/---

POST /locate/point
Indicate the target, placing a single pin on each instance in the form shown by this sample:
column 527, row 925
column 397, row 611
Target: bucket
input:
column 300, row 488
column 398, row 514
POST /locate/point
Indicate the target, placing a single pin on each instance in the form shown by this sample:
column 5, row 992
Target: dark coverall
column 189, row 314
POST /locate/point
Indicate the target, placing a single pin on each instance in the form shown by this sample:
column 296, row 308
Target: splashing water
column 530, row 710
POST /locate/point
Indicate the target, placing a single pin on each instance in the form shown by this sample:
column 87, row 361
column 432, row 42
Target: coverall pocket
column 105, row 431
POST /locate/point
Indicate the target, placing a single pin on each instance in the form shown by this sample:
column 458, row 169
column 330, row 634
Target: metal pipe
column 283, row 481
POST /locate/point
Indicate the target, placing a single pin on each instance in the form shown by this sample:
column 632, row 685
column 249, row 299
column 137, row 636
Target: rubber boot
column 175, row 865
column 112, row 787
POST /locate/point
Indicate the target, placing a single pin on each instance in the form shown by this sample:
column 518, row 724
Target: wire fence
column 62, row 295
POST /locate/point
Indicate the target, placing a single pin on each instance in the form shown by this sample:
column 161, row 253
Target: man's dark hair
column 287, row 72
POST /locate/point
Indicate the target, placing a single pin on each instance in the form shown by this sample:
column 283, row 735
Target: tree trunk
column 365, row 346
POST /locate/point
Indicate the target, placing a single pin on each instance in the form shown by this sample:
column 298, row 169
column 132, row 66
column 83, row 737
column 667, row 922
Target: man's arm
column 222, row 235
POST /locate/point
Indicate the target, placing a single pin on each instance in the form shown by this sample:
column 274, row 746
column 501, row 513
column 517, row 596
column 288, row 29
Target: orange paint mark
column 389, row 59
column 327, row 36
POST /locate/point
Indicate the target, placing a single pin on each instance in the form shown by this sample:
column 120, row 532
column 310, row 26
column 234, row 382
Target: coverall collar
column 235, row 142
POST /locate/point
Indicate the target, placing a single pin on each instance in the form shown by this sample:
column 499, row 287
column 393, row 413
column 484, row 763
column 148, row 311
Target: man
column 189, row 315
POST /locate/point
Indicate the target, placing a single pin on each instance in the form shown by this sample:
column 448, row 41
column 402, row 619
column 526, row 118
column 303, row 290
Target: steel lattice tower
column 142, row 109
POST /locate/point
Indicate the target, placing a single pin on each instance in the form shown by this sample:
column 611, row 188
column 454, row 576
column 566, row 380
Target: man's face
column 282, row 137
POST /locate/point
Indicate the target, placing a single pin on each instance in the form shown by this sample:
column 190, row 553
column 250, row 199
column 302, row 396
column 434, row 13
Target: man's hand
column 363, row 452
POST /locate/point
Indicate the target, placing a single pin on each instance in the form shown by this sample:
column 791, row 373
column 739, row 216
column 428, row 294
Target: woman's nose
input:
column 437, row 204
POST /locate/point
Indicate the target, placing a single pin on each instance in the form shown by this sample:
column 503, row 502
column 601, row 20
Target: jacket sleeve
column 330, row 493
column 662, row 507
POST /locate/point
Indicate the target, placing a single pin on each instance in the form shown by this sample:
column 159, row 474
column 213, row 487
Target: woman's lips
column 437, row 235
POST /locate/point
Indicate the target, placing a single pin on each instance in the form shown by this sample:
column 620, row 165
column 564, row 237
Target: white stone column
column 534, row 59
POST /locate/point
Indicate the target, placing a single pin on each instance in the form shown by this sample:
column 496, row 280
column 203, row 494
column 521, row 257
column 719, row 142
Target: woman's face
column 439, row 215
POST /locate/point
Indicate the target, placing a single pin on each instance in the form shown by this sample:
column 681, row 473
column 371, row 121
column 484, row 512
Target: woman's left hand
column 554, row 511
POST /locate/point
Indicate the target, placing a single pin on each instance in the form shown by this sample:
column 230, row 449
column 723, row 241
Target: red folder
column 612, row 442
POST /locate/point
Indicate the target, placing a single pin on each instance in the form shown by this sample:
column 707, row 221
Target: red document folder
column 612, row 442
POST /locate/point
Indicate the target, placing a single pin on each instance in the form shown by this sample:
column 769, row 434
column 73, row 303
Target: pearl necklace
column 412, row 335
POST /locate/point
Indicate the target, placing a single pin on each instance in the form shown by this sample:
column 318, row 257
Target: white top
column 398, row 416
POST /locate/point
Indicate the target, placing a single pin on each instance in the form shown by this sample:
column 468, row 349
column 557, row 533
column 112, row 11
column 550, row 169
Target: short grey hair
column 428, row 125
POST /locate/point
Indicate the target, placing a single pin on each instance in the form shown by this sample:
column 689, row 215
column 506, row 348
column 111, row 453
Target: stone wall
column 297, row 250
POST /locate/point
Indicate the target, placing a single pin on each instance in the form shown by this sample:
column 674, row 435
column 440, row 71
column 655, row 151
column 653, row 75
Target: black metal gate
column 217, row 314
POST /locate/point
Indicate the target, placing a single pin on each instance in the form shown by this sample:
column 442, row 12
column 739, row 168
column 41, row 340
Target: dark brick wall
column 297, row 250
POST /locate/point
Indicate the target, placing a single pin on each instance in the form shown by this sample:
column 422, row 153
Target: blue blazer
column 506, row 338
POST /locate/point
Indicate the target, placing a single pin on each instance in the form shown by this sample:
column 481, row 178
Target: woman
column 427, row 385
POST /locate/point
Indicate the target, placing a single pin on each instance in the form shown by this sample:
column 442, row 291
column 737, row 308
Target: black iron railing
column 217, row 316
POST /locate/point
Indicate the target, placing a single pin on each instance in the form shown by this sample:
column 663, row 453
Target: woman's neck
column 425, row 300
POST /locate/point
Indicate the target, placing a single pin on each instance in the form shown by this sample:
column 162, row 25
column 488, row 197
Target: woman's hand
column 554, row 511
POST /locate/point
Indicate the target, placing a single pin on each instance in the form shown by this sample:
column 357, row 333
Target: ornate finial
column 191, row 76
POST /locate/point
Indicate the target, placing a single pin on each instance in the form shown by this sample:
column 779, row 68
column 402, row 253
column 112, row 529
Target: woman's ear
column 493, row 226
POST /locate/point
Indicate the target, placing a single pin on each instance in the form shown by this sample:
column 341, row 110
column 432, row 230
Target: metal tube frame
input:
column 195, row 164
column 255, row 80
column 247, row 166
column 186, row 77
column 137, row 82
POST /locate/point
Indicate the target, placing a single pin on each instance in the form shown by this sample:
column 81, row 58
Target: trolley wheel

\---

## Goal
Copy the material above verbatim.

## Result of the exercise
POST /locate/point
Indicate the target, placing a single pin on each instance in the form shown by this sample:
column 527, row 925
column 397, row 611
Target: bucket
input:
column 300, row 488
column 398, row 514
POST /locate/point
Indicate the target, placing a single pin on each instance in the form shown by this sample:
column 5, row 992
Target: dark coverall
column 189, row 314
POST /locate/point
Indicate the target, placing a single pin on each instance in the form shown by this sample:
column 296, row 308
Target: splashing water
column 530, row 710
POST /locate/point
Indicate the target, placing a single pin on each instance in the form shown by this sample:
column 87, row 361
column 432, row 42
Target: coverall pocket
column 105, row 431
POST /locate/point
Indicate the target, placing a single pin on each instance in the form shown by this sample:
column 458, row 169
column 330, row 634
Target: metal pipe
column 283, row 481
POST /locate/point
Indicate the target, placing a single pin on each instance in the form shown by this sample:
column 632, row 685
column 249, row 299
column 137, row 636
Target: rubber boot
column 175, row 865
column 112, row 787
POST /locate/point
Indicate the target, placing a single pin on each instance in the form shown by this sample:
column 518, row 724
Target: wire fence
column 62, row 295
POST /locate/point
Indicate the target, placing a single pin on each instance in the form shown by this sample:
column 161, row 253
Target: man's dark hair
column 287, row 72
POST /locate/point
Indicate the target, placing a single pin on each instance in the form shown by this sample:
column 283, row 735
Target: tree trunk
column 365, row 346
POST /locate/point
Indicate the target, placing a single pin on each instance in the form shown by this sample:
column 298, row 169
column 132, row 66
column 83, row 737
column 667, row 922
Target: man's arm
column 222, row 235
POST /locate/point
Indicate the target, placing a single pin on each instance in the form shown by this sample:
column 274, row 746
column 501, row 513
column 517, row 596
column 288, row 29
Target: orange paint mark
column 389, row 59
column 327, row 36
POST /locate/point
Indicate the target, placing a single pin on each instance in the form shown by this sample:
column 120, row 532
column 310, row 26
column 234, row 382
Target: coverall collar
column 235, row 142
POST /locate/point
Indicate the target, placing a single pin on each instance in the form shown by this sample:
column 499, row 287
column 393, row 413
column 484, row 763
column 148, row 311
Target: man
column 189, row 315
POST /locate/point
Indicate the target, placing a single pin on each instance in the form shown by this sample:
column 448, row 41
column 402, row 619
column 526, row 118
column 303, row 290
Target: steel lattice tower
column 142, row 109
POST /locate/point
Indicate the target, placing a single pin on each instance in the form shown by this sample:
column 611, row 188
column 454, row 576
column 566, row 380
Target: man's face
column 282, row 137
POST /locate/point
Indicate the target, placing a single pin on each instance in the form shown by this sample:
column 190, row 553
column 250, row 199
column 302, row 396
column 434, row 13
Target: man's hand
column 363, row 452
POST /locate/point
Indicate the target, placing a single pin on each instance in the form shown by this sample:
column 791, row 373
column 739, row 216
column 428, row 294
Target: woman's nose
input:
column 437, row 204
POST /locate/point
Indicate the target, placing a single pin on each instance in the form shown by this sample:
column 503, row 502
column 601, row 20
Target: jacket sleeve
column 330, row 493
column 662, row 507
POST /locate/point
Indicate the target, placing a single pin on each instance in the form shown by this sample:
column 159, row 474
column 213, row 487
Target: woman's lips
column 437, row 235
POST /locate/point
Indicate the target, placing a single pin on each instance in the form shown by this sample:
column 620, row 165
column 564, row 237
Target: white stone column
column 534, row 59
POST /locate/point
Indicate the target, placing a single pin on each instance in the form shown by this sample:
column 496, row 280
column 203, row 494
column 521, row 257
column 719, row 142
Target: woman's face
column 439, row 215
POST /locate/point
Indicate the target, placing a single pin on each instance in the form shown by this sample:
column 681, row 473
column 371, row 121
column 484, row 512
Target: woman's left hand
column 554, row 511
POST /locate/point
Indicate the target, placing a single pin on each instance in the form shown by this sample:
column 230, row 449
column 723, row 241
Target: red folder
column 612, row 442
POST /locate/point
Indicate the target, placing a single pin on each instance in the form shown by this sample:
column 707, row 221
Target: red document folder
column 612, row 442
POST /locate/point
Indicate the target, placing a single pin on each instance in the form shown by this sample:
column 769, row 434
column 73, row 303
Target: pearl necklace
column 412, row 335
POST /locate/point
Indicate the target, placing a single pin on each instance in the form shown by this sample:
column 318, row 257
Target: white top
column 398, row 416
POST /locate/point
Indicate the target, placing a single pin on each instance in the form shown by this sample:
column 468, row 349
column 557, row 533
column 112, row 11
column 550, row 169
Target: short grey hair
column 428, row 125
POST /locate/point
Indicate the target, placing a single pin on each instance in the form shown by this sample:
column 689, row 215
column 506, row 348
column 111, row 453
Target: stone wall
column 297, row 250
POST /locate/point
Indicate the target, placing a single pin on each instance in the form shown by this sample:
column 674, row 435
column 440, row 71
column 655, row 151
column 653, row 75
Target: black metal gate
column 217, row 314
POST /locate/point
Indicate the target, placing a single pin on each instance in the form shown by this sample:
column 442, row 12
column 739, row 168
column 41, row 340
Target: dark brick wall
column 297, row 250
POST /locate/point
Indicate the target, placing a single pin on each instance in the form shown by this sample:
column 422, row 153
Target: blue blazer
column 506, row 338
POST /locate/point
Indicate the target, placing a single pin on each instance in the form shown by this sample:
column 481, row 178
Target: woman
column 427, row 385
POST /locate/point
Indicate the target, placing a single pin on each instance in the form shown by this sample:
column 442, row 291
column 737, row 308
Target: black iron railing
column 217, row 316
POST /locate/point
Indicate the target, placing a single pin on each instance in the form shown by this sample:
column 663, row 453
Target: woman's neck
column 425, row 300
POST /locate/point
Indicate the target, placing a single pin on each instance in the form shown by this sample:
column 162, row 25
column 488, row 197
Target: woman's hand
column 554, row 511
POST /locate/point
Indicate the target, placing a single pin on each instance in the form shown by this sample:
column 357, row 333
Target: ornate finial
column 191, row 76
POST /locate/point
Indicate the target, placing a single pin on each instance in the form shown by this sample:
column 779, row 68
column 402, row 253
column 112, row 529
Target: woman's ear
column 493, row 226
POST /locate/point
Indicate the target, placing a single pin on each instance in the form shown by this sample:
column 341, row 110
column 432, row 230
Target: metal tube frame
input:
column 195, row 164
column 255, row 80
column 247, row 166
column 186, row 77
column 137, row 82
POST /locate/point
Indicate the target, placing a single pin on each instance in the form shown by this sample:
column 81, row 58
Target: trolley wheel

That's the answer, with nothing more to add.